» Page excerpt:
--- START ---

Thursday, 7 January 2021

Sample CASC-Opiate (opioid) Withdrawal Assessment

Opiate Withdrawal History and Physical Examination 

Opiate withdrawal symptoms peak between 36-72 hours. Symptoms run their course in 5-7 days, though craving continues for some time. 

Withdrawal from Heroin

Withdrawal from heroin may begin up to 8 hours after the last use. During the next few hours, the person experiences muscle pain, sneezing, sweating; tearfulness; yawning excessively. At 36 hours after the last use, symptoms are most severe. These symptoms include chills, muscle cramps, flushing, sweating, tachycardia, hypertension, inability to sleep, vomiting & diarrhoea. Symptoms typically continue for about 72 hours & gradually diminish over 5-10 days.

History 

This history part is in Urdu/Hindi. I will add the "Objective Opiate Withdrawal Scale" soon here so anyone can benefit.
 
For now: COWS 

  1. Aap kia istemal karty
  2. Akhri bar kab lia hai aap ne
  3. Abhi dil chahta ke aap dobara se kar lyn? Kitna had tak? 
  4. Gutno ya baqi jorhon mai dard ho raha hai? Baqi jisam or pat’tho mai takleef? Sar dard? 
  5. Pait ma dard waghera? Ulti ya matli to nai arhaii? Pechas ya ihsal ki shikayat?
  6. Hot and cold flushes? 
  7. Cheenk to naii a rahy baar baar?
  8. Nend kesi hai? Araam se soe rehty han?   
  9. Koi bechainee, pareshani ki keffyat ya ghussa ata ho?  

Physical examination

Start from the hands. 
  1. Inspect the hands and run a hand over the palm. Note any sweating or palmar erythema. 
  2. Note if there is any piloerection if hair visible on the dorsal side of the hands. 
  3. Then check the pulse. 
  4. Inspect the arms for any signs of IV drug abuse. 
  5. Check blood pressure, and then check the temperature. 
  6. Check respiratory rate while checking the above. 
  7. Inspect the face for lacrimation, rhinorrhea and check pupil size for dilation. 
  8. Comment if the patient is shaking or yawning. 
  9. Perform a cardiovascular examination and look for murmurs. 
  10. Examine for the signs of liver failure

Investigations  

  1. Full blood count, liver and renal function tests. 
  2. Serum urea and electrolytes.

--- END ---

» Tasks to complete:
A. Please list the symptoms that the opiate withdrawal assessment says a person experiences during the first few hours after heroin withdrawal begins.
B. Write the next part of the opiate withdrawal assessment, starting after its last line.

» Data for analysis:
--- START ---

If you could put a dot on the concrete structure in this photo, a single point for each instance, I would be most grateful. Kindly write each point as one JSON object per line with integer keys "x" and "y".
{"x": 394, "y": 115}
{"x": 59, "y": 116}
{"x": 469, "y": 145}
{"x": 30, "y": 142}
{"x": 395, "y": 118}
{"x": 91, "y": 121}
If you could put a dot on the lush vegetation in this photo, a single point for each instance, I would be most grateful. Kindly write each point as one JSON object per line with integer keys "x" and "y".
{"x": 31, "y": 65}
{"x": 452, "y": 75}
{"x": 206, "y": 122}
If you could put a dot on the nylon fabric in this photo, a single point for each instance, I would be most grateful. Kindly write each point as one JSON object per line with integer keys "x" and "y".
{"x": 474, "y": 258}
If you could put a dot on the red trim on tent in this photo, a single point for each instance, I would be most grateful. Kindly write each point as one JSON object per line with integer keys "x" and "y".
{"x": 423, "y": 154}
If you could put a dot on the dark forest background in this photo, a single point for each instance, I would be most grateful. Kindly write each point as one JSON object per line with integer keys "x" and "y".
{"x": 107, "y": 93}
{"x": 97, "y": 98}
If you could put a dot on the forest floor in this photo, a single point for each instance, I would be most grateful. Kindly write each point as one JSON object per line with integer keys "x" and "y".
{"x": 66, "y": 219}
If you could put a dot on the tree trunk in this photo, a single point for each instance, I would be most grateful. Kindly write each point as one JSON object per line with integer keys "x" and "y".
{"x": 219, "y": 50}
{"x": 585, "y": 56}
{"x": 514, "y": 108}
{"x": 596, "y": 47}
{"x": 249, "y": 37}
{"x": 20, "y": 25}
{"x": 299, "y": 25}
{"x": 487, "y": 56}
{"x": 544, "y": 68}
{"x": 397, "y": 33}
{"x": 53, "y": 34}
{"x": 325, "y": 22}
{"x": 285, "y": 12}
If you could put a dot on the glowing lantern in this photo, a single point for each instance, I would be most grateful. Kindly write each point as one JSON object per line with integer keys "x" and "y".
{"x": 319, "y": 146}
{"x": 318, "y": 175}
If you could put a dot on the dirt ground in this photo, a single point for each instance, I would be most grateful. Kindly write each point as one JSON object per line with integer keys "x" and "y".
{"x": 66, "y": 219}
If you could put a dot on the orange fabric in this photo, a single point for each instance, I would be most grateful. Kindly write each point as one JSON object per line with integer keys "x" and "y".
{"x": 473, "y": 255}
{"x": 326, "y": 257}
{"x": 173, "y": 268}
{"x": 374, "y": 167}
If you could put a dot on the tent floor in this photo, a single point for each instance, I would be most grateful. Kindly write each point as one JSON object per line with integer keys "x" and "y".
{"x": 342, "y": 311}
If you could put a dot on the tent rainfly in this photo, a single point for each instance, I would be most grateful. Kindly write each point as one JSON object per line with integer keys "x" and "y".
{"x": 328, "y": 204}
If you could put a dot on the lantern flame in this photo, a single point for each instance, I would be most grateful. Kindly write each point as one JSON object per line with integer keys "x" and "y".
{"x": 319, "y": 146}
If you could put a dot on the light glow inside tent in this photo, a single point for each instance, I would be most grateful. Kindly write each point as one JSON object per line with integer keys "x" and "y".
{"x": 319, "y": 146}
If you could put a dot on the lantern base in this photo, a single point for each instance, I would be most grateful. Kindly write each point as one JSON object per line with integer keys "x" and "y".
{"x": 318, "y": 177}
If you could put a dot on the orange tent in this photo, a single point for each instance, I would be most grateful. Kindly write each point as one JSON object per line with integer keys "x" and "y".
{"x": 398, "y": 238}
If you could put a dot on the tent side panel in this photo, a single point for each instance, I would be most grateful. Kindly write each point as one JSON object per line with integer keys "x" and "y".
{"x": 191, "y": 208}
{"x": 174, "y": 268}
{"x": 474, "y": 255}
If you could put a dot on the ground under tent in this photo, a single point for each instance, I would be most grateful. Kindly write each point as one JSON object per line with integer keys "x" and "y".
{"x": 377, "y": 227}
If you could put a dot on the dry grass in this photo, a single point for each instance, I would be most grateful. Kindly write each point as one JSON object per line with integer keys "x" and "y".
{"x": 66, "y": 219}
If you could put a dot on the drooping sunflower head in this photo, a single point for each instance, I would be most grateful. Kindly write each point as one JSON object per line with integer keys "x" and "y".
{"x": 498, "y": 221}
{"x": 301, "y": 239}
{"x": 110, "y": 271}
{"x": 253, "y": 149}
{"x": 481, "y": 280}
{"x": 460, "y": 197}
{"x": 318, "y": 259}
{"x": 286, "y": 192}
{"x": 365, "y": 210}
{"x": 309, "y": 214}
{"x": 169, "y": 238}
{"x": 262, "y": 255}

--- END ---

» Results:
A.
- Muscle pain
- Sneezing
- Sweating
- Tearfulness
- Excessive yawning

B.
  3. Hepatitis screen and a test for human immune virus infection. Before performing a test for the immune virus, counselling a patient is important. 
  4. Urine drug screen helps identify other substances in patients with polysubstance abuse. We can detect heroin in the urine for up to 48 hours and methadone for up to 9 days. Urine screen for opioids in patients who are pregnant and those who use low-dose methadone may return false-negative results. Use of loperamide or quinolines may test positively for opioids, too.
  5. Electrocardiography and chest X-Ray, which may identify endocarditis and pulmonary tuberculosis. 
  6. Echocardiography of the heart if you notice any cardiac murmurs on examination.
  7. Also, get tests for sexually transmitted diseases—other than human immune virus infection—if the patient has been promiscuous and has not been taking precautions.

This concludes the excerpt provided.